BRIEF 1
According to the passage on the Set-Cookie header, which fields are the only mandatory ones when a cookie is issued?

— begin DOCUMENT EXCERPT —

The server issuing a Set-Cookie header in any HTTP response can post a cookie to the client at any time during an HTTP session. This Set-Cookie header has the following syntax:
Set-Cookie: <name>=<value>; expires=<date>; path=<path>; domain=<domain>; secure
The name and value fields are the only ones that are mandatory when issuing a cookie. As the name suggests, these define the name of the cookie and its value, such as UserID=Phil, for example. The expires field identifies, down to the second, the date and time on which a cookie will expire and be deleted from the client computer. The path and domain fields indicate the domain, such as www.foocorp.com, and the URL, such as /home/brochures/, for which the cookie should be used. Both of these options can effectively be wild-carded by specifying foocorp.com to match www.foocorp.com and intranet.foocorp.com, for example. Finally, the secure field indicates to the client that the cookie should only be used when a secure connection (SSL secured HTTP or HTTPS) is used between the client and server. Figure 3-4 shows the interaction between a client and server as two different cookies are inserted and used.

— end DOCUMENT EXCERPT —

BRIEF 2
Count the lines of the records below that contain the string "shirt", matching case exactly, and give only the number.

— begin TASK MATERIAL —

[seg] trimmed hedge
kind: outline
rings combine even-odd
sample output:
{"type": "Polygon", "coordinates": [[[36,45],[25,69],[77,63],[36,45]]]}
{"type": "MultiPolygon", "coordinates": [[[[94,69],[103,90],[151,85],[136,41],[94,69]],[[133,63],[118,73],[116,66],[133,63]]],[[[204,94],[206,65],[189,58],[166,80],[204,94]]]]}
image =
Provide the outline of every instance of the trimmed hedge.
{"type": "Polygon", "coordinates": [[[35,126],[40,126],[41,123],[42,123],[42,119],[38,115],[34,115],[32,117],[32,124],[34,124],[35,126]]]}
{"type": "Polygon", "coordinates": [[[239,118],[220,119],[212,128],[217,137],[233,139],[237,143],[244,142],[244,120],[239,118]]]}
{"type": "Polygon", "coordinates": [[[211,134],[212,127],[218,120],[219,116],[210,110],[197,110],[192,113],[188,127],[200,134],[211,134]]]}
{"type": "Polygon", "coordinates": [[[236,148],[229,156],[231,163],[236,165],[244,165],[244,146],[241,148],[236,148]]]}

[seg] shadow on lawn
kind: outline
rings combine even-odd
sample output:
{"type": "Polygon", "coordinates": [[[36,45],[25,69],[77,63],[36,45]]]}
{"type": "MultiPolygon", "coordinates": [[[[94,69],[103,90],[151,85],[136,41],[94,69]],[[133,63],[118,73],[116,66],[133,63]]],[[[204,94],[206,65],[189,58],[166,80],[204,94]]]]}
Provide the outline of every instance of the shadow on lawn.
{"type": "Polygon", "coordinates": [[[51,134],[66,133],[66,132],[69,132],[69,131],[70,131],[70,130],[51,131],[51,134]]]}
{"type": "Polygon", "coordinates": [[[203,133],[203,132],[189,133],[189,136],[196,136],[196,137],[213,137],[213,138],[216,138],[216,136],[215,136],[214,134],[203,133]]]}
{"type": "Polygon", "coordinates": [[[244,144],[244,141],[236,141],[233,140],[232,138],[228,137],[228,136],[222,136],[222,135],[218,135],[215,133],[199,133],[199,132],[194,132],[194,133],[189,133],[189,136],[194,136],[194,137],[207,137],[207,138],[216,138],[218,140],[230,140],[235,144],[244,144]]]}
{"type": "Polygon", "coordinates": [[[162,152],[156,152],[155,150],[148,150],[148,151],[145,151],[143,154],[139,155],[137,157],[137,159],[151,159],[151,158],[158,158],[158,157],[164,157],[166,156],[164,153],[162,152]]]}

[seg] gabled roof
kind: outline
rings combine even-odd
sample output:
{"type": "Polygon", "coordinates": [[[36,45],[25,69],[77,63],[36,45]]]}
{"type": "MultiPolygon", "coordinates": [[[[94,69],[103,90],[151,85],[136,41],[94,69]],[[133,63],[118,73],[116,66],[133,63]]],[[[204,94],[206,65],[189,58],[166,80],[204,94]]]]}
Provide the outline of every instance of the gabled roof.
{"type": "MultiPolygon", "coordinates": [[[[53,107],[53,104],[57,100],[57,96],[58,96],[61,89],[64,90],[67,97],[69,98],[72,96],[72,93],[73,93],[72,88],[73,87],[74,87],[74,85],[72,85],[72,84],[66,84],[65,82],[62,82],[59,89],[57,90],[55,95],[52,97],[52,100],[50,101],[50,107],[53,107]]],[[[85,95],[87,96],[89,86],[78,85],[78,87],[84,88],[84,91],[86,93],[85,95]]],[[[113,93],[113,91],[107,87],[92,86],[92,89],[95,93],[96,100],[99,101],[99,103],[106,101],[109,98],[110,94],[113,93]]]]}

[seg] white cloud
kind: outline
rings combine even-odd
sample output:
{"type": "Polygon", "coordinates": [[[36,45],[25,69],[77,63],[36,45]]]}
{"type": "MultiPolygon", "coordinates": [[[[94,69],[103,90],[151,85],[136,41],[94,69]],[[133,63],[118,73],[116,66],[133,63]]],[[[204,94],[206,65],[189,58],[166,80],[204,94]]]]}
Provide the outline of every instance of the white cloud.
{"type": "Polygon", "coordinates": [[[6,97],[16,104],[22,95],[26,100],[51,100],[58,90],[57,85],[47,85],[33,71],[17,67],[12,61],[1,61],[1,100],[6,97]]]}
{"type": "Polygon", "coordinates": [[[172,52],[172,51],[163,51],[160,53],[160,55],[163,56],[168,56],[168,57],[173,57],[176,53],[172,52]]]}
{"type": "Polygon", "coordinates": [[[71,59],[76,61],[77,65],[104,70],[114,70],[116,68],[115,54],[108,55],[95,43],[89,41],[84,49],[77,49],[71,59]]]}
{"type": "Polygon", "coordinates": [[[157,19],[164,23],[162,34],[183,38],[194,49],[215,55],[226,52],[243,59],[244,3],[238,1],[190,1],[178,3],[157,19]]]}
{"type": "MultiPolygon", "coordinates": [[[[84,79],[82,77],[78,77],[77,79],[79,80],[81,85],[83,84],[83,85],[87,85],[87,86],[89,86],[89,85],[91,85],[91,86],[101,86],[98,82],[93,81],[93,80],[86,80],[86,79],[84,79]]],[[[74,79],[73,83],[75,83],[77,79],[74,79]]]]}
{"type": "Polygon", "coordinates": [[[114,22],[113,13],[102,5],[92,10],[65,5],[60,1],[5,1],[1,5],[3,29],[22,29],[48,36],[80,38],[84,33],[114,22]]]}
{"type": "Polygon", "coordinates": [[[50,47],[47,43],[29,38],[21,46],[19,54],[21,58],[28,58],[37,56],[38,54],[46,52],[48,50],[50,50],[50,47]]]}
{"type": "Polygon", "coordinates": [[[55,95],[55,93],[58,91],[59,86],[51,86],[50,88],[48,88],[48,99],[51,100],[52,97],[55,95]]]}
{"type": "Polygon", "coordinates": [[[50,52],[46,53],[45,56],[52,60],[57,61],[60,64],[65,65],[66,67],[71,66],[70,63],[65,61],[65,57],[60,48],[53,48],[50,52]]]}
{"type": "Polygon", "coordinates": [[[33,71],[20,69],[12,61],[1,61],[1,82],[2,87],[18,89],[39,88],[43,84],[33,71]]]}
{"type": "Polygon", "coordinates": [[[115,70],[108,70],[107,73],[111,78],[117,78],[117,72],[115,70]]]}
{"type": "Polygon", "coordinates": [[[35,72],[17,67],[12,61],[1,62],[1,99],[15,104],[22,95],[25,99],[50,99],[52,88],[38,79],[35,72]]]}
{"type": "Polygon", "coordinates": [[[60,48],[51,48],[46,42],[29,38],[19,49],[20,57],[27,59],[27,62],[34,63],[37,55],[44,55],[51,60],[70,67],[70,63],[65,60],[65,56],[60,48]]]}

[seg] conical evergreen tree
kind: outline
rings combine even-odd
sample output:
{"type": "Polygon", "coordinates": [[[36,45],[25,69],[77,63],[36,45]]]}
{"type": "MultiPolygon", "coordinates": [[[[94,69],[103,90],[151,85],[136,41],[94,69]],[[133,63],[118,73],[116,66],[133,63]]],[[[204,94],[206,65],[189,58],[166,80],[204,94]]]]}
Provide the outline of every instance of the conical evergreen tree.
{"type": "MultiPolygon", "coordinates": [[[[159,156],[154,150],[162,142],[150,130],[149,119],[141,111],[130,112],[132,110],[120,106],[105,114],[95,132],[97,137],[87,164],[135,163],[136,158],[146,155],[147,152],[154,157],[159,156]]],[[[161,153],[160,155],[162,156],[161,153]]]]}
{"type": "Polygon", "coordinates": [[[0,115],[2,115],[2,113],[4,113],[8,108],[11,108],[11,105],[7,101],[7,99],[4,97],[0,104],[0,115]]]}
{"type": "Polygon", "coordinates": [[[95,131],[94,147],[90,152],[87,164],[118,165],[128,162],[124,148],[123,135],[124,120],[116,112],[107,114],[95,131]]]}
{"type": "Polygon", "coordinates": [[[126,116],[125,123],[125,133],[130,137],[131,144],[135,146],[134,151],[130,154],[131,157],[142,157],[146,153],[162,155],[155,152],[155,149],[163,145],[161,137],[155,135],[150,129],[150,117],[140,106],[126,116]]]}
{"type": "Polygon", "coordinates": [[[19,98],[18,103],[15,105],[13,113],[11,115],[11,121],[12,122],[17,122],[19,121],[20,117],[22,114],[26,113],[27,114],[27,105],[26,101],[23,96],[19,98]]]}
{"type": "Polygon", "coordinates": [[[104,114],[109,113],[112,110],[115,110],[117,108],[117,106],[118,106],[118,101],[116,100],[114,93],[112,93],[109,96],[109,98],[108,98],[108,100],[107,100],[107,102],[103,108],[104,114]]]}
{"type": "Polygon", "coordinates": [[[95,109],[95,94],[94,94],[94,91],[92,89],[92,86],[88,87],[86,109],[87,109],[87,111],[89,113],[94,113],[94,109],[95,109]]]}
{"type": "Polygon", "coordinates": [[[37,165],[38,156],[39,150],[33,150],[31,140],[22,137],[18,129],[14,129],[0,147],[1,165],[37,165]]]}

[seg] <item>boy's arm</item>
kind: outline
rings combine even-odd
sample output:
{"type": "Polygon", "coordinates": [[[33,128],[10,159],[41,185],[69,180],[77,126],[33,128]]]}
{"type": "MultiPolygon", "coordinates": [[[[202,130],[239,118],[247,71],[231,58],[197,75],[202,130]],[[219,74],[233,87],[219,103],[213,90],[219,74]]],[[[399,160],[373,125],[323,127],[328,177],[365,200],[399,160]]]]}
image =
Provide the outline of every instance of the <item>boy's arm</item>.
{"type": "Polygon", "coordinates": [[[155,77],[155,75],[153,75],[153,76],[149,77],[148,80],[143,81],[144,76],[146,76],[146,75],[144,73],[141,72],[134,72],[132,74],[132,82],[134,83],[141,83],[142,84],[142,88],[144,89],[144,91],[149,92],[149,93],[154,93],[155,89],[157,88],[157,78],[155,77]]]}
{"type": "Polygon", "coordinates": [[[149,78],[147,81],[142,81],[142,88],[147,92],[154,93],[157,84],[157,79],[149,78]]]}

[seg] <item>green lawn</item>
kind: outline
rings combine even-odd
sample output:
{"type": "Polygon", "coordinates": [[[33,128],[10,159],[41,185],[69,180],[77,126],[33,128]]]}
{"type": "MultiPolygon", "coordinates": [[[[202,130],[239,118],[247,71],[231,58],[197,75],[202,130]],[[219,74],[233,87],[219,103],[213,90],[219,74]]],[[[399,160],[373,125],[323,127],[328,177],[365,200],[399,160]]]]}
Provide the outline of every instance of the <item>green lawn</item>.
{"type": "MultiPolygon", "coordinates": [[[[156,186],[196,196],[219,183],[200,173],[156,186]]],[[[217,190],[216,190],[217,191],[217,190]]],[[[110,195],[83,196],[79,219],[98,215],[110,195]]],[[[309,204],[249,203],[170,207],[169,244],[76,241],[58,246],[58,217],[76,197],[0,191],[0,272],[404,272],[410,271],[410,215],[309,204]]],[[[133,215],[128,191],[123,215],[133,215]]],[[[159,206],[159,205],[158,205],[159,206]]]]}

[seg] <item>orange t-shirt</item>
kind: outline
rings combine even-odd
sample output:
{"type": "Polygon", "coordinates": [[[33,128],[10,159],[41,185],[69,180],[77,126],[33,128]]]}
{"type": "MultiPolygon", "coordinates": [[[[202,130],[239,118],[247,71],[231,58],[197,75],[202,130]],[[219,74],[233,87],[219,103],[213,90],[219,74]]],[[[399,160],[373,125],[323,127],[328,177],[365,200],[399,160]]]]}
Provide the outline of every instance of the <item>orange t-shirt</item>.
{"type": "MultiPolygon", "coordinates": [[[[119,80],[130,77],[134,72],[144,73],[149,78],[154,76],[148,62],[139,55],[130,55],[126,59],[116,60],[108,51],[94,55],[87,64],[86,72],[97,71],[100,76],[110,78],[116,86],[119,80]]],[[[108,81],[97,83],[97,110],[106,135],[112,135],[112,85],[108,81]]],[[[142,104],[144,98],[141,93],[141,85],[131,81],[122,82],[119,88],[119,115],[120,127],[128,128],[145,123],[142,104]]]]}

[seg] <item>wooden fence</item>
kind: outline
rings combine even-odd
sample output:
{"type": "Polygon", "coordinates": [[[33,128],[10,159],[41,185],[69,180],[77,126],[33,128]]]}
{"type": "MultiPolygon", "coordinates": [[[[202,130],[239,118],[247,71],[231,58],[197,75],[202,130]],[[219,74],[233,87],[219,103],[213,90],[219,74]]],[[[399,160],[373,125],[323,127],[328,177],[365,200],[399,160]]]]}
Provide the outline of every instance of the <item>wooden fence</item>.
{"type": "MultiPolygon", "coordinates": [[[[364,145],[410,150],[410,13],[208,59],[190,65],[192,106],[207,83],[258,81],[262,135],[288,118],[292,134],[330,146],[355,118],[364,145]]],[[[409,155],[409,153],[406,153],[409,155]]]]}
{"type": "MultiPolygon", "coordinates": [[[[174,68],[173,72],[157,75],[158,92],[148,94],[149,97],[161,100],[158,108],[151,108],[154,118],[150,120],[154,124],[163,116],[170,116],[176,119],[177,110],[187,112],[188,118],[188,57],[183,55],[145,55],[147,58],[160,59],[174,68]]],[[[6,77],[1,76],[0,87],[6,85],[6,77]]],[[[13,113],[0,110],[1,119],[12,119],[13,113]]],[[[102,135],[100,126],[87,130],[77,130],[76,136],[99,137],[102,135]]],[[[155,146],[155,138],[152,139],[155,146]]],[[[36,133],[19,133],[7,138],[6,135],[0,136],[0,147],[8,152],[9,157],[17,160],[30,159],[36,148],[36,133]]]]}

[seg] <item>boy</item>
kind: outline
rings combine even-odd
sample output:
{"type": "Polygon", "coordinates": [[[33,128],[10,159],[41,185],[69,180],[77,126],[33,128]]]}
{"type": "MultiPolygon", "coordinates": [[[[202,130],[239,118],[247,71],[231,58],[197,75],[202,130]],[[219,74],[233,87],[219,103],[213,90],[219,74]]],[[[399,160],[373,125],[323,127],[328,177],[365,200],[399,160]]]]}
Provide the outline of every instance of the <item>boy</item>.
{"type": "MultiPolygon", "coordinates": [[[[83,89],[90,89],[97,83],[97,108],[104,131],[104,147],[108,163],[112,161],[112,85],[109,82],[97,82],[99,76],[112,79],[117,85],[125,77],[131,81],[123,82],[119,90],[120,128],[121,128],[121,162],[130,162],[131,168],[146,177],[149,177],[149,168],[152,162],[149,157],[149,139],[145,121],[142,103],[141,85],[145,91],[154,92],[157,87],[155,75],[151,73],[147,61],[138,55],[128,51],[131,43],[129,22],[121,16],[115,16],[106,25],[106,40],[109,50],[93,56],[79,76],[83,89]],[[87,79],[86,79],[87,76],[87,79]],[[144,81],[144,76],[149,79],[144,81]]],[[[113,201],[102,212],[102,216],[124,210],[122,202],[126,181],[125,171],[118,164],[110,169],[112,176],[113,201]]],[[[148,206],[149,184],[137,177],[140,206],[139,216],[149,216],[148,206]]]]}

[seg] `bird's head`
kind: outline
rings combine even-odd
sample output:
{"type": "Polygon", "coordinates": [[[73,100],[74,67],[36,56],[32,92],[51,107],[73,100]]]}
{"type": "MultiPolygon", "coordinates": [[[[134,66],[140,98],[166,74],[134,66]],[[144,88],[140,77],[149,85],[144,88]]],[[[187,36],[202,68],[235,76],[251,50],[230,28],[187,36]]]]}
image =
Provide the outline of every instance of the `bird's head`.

— end TASK MATERIAL —

FINISHED ANSWER 1
The name and value fields.

FINISHED ANSWER 2
2